▶ [Problem details]: Copy out the entries below precisely; nothing is to be omitted.

▶ [Task material]:
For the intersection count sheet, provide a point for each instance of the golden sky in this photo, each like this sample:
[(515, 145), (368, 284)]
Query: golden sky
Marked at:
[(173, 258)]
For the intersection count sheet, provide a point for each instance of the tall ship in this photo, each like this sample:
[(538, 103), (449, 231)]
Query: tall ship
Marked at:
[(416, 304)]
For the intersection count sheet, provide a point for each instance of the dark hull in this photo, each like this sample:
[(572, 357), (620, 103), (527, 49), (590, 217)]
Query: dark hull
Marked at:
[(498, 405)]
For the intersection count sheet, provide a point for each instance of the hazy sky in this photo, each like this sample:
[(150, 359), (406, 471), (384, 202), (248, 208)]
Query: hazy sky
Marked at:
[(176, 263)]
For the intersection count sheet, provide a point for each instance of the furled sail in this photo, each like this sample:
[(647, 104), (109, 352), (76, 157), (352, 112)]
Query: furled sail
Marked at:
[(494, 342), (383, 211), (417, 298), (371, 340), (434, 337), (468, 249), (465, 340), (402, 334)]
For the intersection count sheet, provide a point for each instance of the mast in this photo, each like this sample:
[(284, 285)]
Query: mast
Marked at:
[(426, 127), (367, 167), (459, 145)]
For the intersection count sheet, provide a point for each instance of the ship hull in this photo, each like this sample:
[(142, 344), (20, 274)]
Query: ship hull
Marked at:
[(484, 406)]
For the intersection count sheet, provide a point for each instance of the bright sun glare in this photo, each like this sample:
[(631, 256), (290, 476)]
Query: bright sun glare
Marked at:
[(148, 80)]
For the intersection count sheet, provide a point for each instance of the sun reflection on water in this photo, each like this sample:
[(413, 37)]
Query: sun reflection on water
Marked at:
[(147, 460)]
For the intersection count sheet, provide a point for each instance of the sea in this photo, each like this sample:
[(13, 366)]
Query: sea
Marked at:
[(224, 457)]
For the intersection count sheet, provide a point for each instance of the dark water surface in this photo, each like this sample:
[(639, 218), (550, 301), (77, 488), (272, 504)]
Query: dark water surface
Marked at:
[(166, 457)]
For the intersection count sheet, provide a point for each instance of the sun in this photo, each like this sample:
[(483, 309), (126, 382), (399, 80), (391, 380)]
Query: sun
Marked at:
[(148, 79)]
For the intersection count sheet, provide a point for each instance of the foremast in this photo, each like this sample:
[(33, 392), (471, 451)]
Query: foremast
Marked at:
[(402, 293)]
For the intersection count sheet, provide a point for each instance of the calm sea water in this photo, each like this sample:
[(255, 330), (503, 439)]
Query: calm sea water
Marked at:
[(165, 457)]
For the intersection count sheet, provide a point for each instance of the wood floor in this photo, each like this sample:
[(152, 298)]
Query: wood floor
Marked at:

▶ [Solution for this problem]:
For the intersection count sheet, provide a point for each instance of the golden sky in this photo, each like this sample:
[(515, 145), (368, 284)]
Query: golden sky
Marked at:
[(173, 258)]
For the intersection count sheet, provide a point for each instance of the tall ship in this photo, each like this sample:
[(538, 103), (449, 231)]
Query: tall ship
Marked at:
[(416, 304)]
For the intersection count sheet, provide a point for each instance of the dark hull in this photo, each like this sample:
[(572, 357), (620, 103), (527, 49), (590, 217)]
Query: dark hull
Marked at:
[(498, 405)]
For the intersection count sheet, provide a point for each instance of the hazy sky in this photo, each like this sample:
[(150, 359), (406, 471), (384, 202), (248, 208)]
Query: hazy sky
Marked at:
[(176, 263)]
For the intersection count sheet, provide a point for each instance of the furled sail in this photo, each like this sample:
[(647, 104), (109, 352), (76, 157), (352, 112)]
Query: furled sail
Marked at:
[(494, 342), (383, 211), (417, 298), (371, 340), (434, 337), (468, 249), (465, 340), (402, 334)]
For the intersection count sheet, provide a point for each instance of the mast in this photo, each like this sample:
[(284, 285)]
Query: mast
Marked at:
[(426, 127), (367, 167), (459, 145)]
For the intersection count sheet, provide a point for each instance of the ship hull in this photo, each like this sample:
[(142, 344), (20, 274)]
Query: ship hull
Marked at:
[(484, 406)]
For the intersection count sheet, provide a point for each instance of the bright sun glare in this photo, each like this sample:
[(631, 256), (290, 476)]
Query: bright sun glare
Marked at:
[(148, 80)]
For the intersection count sheet, provide a point for each instance of the sun reflection on water in this photo, each like this sample:
[(413, 37)]
Query: sun reflection on water
Marked at:
[(147, 460)]
For the intersection count sheet, provide a point for each instance of the sea in this photo, each like this sample:
[(13, 366)]
Query: sea
Marked at:
[(224, 457)]
For the intersection count sheet, provide a point for each instance of the dark water surface in this photo, each like this sample:
[(639, 218), (550, 301), (77, 488), (272, 504)]
Query: dark water surface
Marked at:
[(166, 457)]
For the intersection count sheet, provide a point for each instance of the sun in this photo, each like this sample:
[(483, 309), (126, 382), (399, 80), (391, 380)]
Query: sun
Marked at:
[(148, 79)]
For the intersection count sheet, provide a point for each instance of the foremast in this photo, each like this sample:
[(33, 392), (471, 451)]
Query: foremast
Marked at:
[(402, 293)]
For the intersection count sheet, provide a point for each instance of the calm sea water in this photo, each like this sample:
[(255, 330), (503, 439)]
Query: calm sea water
Marked at:
[(165, 457)]
For the intersection count sheet, provide a point for each instance of the wood floor in this photo, each like this sample:
[(152, 298)]
Query: wood floor
Marked at:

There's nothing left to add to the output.